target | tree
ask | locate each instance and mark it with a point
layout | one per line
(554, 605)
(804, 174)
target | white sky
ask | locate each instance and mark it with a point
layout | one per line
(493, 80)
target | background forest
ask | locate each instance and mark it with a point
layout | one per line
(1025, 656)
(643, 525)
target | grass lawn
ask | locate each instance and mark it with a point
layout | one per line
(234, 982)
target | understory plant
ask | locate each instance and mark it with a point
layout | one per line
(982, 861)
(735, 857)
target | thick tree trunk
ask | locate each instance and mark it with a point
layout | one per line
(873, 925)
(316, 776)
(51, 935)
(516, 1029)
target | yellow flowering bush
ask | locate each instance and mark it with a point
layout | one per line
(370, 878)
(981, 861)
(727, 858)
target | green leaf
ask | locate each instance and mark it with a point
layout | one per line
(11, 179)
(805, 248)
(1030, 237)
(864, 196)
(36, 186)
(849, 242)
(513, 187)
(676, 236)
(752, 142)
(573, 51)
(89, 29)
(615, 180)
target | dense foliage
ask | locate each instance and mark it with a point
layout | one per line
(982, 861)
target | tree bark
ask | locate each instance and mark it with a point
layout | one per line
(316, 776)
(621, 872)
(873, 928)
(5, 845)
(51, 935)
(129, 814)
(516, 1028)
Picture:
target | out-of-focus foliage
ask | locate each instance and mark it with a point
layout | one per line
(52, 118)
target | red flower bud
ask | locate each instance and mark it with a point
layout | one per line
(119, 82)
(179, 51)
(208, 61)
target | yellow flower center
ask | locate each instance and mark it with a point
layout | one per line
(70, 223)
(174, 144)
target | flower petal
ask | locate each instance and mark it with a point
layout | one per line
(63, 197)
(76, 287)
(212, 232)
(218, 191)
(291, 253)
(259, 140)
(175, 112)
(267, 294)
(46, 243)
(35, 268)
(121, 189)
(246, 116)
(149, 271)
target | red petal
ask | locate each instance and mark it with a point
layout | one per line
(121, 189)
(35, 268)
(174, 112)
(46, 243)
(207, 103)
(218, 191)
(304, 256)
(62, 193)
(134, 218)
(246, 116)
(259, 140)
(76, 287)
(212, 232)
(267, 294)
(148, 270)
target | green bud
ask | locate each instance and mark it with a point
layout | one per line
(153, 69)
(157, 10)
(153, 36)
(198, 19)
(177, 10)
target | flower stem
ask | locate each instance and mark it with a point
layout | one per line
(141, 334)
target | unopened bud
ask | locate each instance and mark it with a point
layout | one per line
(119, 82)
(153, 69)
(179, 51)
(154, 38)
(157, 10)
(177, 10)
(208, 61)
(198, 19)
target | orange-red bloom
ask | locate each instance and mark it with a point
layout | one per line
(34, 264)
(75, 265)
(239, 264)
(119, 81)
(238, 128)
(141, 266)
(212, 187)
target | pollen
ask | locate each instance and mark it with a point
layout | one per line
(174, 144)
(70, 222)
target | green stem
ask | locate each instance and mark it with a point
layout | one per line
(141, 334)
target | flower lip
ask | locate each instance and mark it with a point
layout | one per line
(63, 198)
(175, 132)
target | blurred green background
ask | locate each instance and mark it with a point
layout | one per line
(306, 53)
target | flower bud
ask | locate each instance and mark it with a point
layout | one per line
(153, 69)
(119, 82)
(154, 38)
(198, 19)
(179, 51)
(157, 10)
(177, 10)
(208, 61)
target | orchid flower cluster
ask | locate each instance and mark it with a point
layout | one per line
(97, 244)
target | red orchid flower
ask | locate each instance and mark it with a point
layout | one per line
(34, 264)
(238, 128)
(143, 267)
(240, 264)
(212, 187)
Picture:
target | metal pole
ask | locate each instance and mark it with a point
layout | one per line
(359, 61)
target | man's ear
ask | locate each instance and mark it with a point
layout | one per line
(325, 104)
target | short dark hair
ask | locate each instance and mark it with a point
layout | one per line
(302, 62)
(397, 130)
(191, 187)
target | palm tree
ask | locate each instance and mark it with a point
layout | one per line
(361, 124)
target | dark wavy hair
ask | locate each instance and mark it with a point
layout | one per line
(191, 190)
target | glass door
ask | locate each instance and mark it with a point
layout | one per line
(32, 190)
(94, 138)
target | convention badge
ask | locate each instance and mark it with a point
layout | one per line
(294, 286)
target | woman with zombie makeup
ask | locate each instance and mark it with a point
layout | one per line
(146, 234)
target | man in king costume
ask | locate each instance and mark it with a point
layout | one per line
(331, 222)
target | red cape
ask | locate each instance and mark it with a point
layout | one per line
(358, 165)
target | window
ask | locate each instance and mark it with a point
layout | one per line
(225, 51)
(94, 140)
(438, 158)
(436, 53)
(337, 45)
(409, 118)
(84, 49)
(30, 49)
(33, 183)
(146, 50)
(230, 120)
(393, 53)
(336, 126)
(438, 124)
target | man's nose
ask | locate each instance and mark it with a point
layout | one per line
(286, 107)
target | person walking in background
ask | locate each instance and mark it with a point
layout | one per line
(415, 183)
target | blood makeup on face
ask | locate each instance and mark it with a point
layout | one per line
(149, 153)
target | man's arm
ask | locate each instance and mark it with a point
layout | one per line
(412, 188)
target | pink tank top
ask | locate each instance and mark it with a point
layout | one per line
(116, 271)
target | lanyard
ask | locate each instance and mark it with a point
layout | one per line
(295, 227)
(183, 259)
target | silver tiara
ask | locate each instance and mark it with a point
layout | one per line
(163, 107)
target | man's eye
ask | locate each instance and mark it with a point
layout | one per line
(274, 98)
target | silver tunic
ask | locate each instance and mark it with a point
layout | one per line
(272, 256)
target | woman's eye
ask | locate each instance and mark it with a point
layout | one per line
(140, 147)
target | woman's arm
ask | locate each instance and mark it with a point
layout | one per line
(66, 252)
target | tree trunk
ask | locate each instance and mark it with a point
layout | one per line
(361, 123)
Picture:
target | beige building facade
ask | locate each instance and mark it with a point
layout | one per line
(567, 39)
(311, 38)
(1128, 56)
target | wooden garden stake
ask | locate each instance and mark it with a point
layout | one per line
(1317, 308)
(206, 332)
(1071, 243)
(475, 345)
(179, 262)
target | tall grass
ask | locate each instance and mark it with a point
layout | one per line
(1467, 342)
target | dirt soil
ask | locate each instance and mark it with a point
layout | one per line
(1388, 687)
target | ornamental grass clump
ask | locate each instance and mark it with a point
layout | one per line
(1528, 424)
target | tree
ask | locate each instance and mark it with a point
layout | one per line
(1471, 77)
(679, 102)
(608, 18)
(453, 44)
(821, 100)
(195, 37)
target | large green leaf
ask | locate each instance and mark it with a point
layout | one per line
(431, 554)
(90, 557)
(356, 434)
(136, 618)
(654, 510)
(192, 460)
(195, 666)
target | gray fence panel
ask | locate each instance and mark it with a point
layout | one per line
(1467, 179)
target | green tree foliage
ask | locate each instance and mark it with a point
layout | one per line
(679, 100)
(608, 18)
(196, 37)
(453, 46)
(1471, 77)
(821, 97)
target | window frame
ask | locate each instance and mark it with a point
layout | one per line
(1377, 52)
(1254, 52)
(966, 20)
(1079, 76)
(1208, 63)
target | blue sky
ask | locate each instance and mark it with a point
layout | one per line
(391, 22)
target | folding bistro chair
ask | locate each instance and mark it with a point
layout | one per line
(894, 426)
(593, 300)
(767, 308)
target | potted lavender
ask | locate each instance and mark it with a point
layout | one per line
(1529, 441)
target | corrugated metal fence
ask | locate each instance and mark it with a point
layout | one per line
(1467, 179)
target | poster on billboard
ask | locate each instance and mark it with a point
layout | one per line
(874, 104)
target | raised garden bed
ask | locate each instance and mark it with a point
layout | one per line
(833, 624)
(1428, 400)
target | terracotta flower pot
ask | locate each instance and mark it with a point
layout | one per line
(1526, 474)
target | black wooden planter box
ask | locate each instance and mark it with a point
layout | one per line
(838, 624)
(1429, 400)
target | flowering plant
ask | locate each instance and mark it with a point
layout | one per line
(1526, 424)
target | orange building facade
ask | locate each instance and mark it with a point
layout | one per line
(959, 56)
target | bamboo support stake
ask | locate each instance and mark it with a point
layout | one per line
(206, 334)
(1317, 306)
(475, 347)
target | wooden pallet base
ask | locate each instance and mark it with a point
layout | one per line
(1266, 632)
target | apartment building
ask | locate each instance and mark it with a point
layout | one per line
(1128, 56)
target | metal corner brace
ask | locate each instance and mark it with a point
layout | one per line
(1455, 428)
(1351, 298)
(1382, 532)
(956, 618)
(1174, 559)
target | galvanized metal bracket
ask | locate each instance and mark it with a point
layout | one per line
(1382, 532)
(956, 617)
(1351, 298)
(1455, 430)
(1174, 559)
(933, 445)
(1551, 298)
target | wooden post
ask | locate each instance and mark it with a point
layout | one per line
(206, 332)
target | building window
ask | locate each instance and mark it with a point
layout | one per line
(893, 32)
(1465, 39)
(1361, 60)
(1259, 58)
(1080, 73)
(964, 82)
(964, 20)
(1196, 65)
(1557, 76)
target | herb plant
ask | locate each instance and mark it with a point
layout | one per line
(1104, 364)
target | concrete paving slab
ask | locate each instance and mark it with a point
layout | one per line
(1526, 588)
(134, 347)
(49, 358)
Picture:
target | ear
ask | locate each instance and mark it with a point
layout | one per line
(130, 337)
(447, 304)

TASK TO CARRY OUT: What you copy out must be exactly the lines from the line containing "target | concrete paving slab" through the end of the records.

RESULT OF THE EXERCISE:
target | concrete paving slab
ask | locate each instance and mark it with a point
layout | one per line
(1526, 588)
(134, 347)
(49, 358)
Picture:
target | ear
ask | locate each instance and mark it with a point
layout | one per line
(130, 337)
(447, 304)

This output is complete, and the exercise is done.